Now, gentlemen of the committee, whenever the outraging of citizens is carried on to such an extent that it becomes a disgrace even to the citizens of the race who are guilty of the outrage, you can realize how intolerable the condition must be for those people who are the victims of the outrage. And that is our position."

I came here to reiterate the position taken on this matter by the Rev. J. G. Robinson, organizer of the National Equal Rights League, before the subcommittee of the Senate Committee on the Judiciary of which Senator Dillingham was chairman, when he said-and our white friend has said the same thing-since there are some competent

authorities who believe that a law for this purpose is constitutional, can be framed so that it is constitutional, we object to our Government and our Congress refusing to make any effort to have this thing cured by Federal action because of a difference of opinion among lawyers as to the constitutionality of a law for this purpose. And our plea and our demand is that our Congress shall frame a bill for this purpose, a bill framed as well as possible for the purpose of overcoming the objections of those who say such a bill is unconstitutional, and that it be enacted and that it be put into operation-a bill that is going to be effective to stop the outrage. And then, when you have that kind of a bill, let it be up to those who want this country to be disgraced by lynchings and who want the colored people to be the victims of lynchings, to raise the question as to the constitutionality of such a law, and then let it be fought out.

And we colored people take the position, that Mr. Robinson took, that then is the time when the whole question will come to a head. And, gentlemen of the committee, it must come to a head. Our country can not exist among the civilized nations of the world if, as time goes on and progress and civilization and christianity goes on, this lynching of citizens, because of their race, is to be carried on from everlasting to everlasting. And there is no better time for it to come to a head than when the Congress of the United States says this thing shall stop and the Federal Government by law shall stop it, and then arises the question as to whether this Congress has the power to stop it and it is carried before the Supreme Court, and it is found that there is no constitutional way to stop the mob murdering of loyal citizens, numbering into the millions merely because of the race and color that God gave them. And if that time comes, then we are in favor of an amendment to the Constitution, because our Constitution is based upon the theory and the principle of equal protection of the law and protection of life, anyway. If you can not have protection at least of life we colored people are thrown back. We are not satisfied simply to have our lives safe; we want our equal rights safe.

════════════════

◆ WHAT TO DO
Carry on the testimony on federal anti-lynching legislation, picking up after its final sentence. The items that come next have no connection to the testimony on federal anti-lynching legislation.

◆ INFORMATION SUPPLIED
════════════════

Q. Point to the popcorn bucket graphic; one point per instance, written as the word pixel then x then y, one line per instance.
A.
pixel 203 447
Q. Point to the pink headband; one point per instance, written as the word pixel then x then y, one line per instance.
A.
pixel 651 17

════════════════

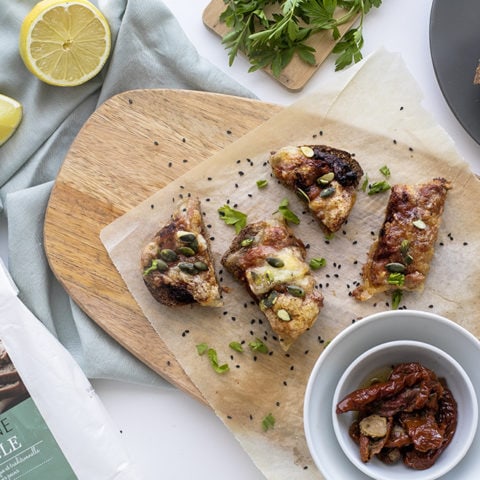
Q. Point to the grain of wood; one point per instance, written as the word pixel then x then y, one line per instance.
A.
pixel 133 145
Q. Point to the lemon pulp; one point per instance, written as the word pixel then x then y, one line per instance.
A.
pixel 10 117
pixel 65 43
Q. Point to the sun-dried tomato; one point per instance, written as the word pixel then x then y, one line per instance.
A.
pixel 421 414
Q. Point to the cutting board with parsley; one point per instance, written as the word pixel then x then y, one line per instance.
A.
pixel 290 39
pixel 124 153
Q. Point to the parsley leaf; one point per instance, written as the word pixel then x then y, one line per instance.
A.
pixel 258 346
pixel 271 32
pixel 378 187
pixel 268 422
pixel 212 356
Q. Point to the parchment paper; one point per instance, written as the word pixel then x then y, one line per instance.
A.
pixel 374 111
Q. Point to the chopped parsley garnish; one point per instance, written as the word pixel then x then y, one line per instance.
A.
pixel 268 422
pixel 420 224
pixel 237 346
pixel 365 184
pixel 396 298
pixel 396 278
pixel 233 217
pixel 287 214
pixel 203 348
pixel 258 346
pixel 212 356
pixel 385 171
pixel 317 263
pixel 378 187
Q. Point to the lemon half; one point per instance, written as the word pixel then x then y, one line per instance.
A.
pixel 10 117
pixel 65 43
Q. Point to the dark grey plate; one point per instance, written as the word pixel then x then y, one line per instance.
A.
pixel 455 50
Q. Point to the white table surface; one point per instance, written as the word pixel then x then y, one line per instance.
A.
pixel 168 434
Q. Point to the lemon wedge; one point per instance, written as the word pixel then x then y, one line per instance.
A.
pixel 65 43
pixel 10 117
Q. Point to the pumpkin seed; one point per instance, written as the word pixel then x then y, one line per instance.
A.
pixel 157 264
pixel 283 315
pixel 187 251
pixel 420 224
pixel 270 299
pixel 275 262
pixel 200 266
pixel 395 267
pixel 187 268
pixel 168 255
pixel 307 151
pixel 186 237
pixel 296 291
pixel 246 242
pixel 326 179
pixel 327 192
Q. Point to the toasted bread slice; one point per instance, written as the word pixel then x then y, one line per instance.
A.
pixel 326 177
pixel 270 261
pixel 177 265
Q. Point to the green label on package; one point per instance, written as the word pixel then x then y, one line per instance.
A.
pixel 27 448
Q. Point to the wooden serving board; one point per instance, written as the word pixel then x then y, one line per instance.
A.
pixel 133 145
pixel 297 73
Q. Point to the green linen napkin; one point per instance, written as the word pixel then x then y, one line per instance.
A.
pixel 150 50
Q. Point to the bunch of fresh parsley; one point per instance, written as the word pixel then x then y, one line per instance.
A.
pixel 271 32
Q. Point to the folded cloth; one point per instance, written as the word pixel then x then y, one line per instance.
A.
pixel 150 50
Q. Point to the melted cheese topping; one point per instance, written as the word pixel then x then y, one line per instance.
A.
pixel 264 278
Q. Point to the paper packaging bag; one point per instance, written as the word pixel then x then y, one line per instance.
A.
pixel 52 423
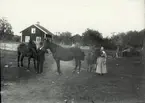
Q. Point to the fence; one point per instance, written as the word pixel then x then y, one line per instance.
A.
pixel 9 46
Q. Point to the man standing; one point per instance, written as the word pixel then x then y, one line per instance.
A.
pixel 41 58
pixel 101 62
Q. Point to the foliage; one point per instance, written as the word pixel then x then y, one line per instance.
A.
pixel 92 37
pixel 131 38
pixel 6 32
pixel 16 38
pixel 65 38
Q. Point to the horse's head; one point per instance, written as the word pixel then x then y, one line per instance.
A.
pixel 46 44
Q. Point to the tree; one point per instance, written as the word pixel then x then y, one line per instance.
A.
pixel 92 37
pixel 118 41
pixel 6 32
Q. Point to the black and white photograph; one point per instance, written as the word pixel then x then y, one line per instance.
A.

════════════════

◆ FINAL ANSWER
But we have a big battle; we have a battle even here in the Capitol of the Nation and the battle has begun for the equality of the civil rights according to the civil rights bill of Charles Sumner. We are stopped in the fight we more reasonably could be engaged about, to secure equality of rights, by having to fight for the basic right of life itself. And that very fact is something intolerable, something that is a disgrace to our country.

As my time is limited, I want to say that it is the order of the day for nations or a group of nations to take up these matters of gross inhumanity. That has been proved by the world democracy war, and by the peace treaties made by the world peace conference. Our friends of the Jewish American race went to Europe and they were allowed to go, they were given passports to go, and when they got over there they got at the business of stopping the European pogrom, not only by national but by international action and decree. Naturally, we feel we can come back home, since they did not put into any of the peace documents the stopping of American pogroms, and ask our own country, our own national Government, to stop the American pogrom because of race or color.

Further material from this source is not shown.